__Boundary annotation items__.
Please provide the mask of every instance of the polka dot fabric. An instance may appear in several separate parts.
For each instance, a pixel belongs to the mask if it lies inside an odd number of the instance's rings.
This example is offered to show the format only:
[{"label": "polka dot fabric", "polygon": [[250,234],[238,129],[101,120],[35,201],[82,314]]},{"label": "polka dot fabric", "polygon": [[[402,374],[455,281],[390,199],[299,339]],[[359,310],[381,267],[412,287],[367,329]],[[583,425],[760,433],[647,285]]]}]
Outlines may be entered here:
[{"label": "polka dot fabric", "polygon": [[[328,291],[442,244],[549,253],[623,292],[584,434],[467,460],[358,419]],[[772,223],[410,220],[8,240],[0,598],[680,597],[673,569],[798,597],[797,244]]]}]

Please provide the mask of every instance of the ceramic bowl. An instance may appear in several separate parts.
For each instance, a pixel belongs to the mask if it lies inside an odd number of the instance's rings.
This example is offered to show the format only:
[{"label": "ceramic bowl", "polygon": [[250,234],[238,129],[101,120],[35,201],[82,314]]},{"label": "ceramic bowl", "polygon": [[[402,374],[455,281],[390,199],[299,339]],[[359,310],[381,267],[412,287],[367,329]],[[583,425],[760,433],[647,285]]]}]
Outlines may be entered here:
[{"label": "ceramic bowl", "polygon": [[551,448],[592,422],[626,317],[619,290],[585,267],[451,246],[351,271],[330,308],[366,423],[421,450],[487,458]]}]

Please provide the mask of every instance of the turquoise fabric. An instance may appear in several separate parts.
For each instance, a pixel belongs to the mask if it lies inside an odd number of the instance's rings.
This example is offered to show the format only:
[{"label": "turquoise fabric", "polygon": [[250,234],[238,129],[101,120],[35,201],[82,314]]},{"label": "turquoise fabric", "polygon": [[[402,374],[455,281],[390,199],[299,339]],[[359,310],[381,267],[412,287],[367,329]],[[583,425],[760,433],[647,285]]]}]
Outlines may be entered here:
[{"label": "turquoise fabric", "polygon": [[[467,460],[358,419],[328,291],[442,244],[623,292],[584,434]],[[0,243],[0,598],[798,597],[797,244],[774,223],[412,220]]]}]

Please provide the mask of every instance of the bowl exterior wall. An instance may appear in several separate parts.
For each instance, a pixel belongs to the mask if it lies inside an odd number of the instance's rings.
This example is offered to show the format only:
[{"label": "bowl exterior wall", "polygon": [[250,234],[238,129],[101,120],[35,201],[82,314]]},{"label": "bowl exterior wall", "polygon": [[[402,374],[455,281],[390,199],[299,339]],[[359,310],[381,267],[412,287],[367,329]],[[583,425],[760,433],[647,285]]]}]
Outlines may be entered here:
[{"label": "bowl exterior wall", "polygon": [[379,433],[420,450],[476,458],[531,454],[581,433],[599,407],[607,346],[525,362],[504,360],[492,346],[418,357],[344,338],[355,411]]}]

__INSTRUCTIONS FOR THE TASK__.
Edit all the items above so that "offered to show" becomes "included to illustrate" wherever it occurs. Leave every other word unchanged.

__ANSWER TO THIS TASK__.
Please provide the mask of every instance of the polka dot fabric. An instance may appear in several separate parts.
For each instance, a pixel belongs to the mask if it lies inside an odd number of the instance's rings.
This example is included to illustrate the format only:
[{"label": "polka dot fabric", "polygon": [[250,234],[238,129],[101,120],[35,201],[82,314]]},{"label": "polka dot fabric", "polygon": [[[402,374],[455,281],[390,199],[299,339]],[[359,310],[381,267],[412,287],[367,329]],[[583,425],[760,433],[647,285]]]}]
Outlines may be entered here:
[{"label": "polka dot fabric", "polygon": [[[328,291],[442,244],[549,253],[623,292],[584,434],[467,460],[358,419]],[[772,223],[410,220],[8,240],[0,598],[680,597],[673,569],[798,597],[797,244]]]}]

Please provide the mask of every instance of the ceramic bowl. An instance may appear in several separate parts.
For each instance, a pixel belongs to the mask if it lies inside an odd number of the instance's rings.
This example is included to illustrate the format only:
[{"label": "ceramic bowl", "polygon": [[250,234],[238,129],[101,120],[35,201],[82,314]]},{"label": "ceramic bowl", "polygon": [[[402,374],[455,281],[390,199],[299,339]],[[359,310],[381,267],[412,287],[367,329]],[[583,425],[760,433],[647,285]]]}]
Outlines may be entered here:
[{"label": "ceramic bowl", "polygon": [[551,448],[592,422],[626,317],[619,290],[585,267],[451,246],[351,271],[330,308],[366,423],[421,450],[487,458]]}]

Please provide the mask of every instance of the turquoise fabric. An instance may appear in several separate parts.
For each instance, a pixel belongs to the mask if it lies inside an odd number of the instance's rings.
This example is included to illustrate the format only:
[{"label": "turquoise fabric", "polygon": [[250,234],[238,129],[101,120],[35,201],[82,314]]},{"label": "turquoise fabric", "polygon": [[[402,374],[455,281],[390,199],[299,339]],[[359,310],[381,267],[412,287],[367,329]],[[583,425],[760,433],[647,285]]]}]
Outlines may be entered here:
[{"label": "turquoise fabric", "polygon": [[[467,460],[358,419],[328,291],[442,244],[623,292],[584,434]],[[0,243],[0,598],[798,597],[797,244],[774,223],[412,220]]]}]

Please provide the mask of every instance of the bowl exterior wall. An instance may appear in several separate parts.
For each instance, a pixel belongs to the mask if it lies inside an odd number of the instance's rings.
This example is included to illustrate the format only:
[{"label": "bowl exterior wall", "polygon": [[250,234],[238,129],[101,120],[35,201],[82,314]]},{"label": "bowl exterior wall", "polygon": [[[402,374],[455,281],[390,199],[299,339]],[[359,310],[381,267],[412,287],[367,329]],[[583,425],[760,433],[647,285]]]}]
Outlines may be entered here:
[{"label": "bowl exterior wall", "polygon": [[379,433],[420,450],[476,458],[531,454],[581,433],[599,407],[607,346],[525,362],[504,360],[492,346],[418,357],[344,338],[355,411]]}]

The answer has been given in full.